Stored rows:

━━━━

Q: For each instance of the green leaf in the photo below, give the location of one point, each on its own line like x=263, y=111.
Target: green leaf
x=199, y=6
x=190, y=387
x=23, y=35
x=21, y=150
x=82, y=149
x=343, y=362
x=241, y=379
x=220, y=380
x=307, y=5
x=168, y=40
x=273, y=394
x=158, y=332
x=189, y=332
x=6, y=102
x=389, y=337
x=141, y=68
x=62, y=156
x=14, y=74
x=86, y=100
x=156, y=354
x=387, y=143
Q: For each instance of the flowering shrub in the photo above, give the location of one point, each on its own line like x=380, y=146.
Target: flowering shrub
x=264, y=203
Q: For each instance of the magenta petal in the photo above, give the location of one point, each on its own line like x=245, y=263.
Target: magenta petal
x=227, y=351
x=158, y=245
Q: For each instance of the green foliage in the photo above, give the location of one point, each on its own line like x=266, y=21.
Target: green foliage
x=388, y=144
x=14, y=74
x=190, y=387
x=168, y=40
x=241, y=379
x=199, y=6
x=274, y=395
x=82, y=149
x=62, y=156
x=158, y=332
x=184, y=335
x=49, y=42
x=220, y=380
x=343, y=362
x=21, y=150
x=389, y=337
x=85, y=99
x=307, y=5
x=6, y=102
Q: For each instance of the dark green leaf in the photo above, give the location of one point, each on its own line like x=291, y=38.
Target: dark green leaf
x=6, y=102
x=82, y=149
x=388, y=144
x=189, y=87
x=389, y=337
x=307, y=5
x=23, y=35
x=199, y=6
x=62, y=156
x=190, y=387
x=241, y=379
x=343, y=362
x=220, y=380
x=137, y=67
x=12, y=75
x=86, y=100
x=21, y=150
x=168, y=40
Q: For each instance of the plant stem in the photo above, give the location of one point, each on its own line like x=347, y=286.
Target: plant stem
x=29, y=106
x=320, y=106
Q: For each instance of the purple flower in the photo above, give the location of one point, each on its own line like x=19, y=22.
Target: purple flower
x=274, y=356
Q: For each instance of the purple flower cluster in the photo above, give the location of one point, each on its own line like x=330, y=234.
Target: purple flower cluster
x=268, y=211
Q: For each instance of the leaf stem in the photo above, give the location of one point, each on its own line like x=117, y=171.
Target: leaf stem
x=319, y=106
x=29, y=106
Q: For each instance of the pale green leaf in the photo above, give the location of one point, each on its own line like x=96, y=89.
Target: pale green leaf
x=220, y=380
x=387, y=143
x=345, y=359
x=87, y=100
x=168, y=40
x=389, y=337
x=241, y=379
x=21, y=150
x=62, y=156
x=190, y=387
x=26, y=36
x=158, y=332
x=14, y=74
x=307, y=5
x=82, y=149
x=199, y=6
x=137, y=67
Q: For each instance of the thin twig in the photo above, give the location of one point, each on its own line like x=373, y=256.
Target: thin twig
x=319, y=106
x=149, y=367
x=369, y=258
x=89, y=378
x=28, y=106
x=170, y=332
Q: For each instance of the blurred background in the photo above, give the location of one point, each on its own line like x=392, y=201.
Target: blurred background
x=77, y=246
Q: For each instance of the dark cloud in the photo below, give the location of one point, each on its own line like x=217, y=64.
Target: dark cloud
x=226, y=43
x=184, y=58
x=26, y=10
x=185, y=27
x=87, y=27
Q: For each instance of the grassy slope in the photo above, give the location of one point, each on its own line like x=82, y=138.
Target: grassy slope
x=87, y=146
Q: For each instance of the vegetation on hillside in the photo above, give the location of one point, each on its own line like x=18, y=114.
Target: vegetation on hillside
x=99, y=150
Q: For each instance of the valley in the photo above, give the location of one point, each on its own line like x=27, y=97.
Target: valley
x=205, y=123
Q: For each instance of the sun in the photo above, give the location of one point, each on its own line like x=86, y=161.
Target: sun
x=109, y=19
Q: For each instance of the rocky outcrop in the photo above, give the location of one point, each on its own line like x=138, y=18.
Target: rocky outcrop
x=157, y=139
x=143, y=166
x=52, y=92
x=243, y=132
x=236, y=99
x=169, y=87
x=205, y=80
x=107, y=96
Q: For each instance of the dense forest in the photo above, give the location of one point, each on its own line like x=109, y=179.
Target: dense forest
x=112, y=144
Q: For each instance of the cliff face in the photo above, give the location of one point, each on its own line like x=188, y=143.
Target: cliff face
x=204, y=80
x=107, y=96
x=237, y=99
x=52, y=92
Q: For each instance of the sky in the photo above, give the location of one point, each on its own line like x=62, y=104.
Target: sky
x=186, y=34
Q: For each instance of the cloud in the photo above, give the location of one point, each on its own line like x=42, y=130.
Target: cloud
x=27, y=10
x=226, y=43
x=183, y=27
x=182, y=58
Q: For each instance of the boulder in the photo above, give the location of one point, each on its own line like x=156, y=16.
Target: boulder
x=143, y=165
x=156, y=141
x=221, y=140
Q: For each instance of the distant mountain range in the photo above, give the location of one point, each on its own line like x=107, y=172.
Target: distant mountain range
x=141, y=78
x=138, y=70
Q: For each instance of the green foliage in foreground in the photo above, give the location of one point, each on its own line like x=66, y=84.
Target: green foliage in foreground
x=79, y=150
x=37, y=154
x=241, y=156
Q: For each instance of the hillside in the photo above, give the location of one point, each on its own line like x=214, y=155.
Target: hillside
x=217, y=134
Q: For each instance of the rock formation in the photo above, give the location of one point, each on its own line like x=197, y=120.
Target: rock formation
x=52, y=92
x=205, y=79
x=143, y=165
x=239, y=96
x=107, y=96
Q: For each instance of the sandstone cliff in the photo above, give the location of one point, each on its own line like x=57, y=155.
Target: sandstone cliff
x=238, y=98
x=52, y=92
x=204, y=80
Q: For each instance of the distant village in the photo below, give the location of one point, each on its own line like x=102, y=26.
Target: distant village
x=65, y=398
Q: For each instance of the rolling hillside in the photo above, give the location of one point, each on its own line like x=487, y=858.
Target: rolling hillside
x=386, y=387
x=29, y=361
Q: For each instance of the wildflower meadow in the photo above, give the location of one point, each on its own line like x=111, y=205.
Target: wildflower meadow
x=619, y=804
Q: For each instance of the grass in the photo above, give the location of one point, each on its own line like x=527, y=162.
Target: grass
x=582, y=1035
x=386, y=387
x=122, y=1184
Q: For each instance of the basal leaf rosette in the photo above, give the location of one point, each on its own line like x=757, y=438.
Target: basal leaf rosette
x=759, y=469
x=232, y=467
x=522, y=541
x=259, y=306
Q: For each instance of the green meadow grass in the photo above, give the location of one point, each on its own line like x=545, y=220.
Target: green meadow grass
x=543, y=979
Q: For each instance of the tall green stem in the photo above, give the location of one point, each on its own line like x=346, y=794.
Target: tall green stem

━━━━

Requirements: Can you repeat, word for word, the stretch of the records from the line containing "Q: For each instance of the magenta" through the line containing "x=158, y=245"?

Answer for the task:
Q: For each instance of the magenta petal in the photo above, give the location of one point, each on its own line like x=245, y=263.
Target: magenta petal
x=227, y=351
x=158, y=245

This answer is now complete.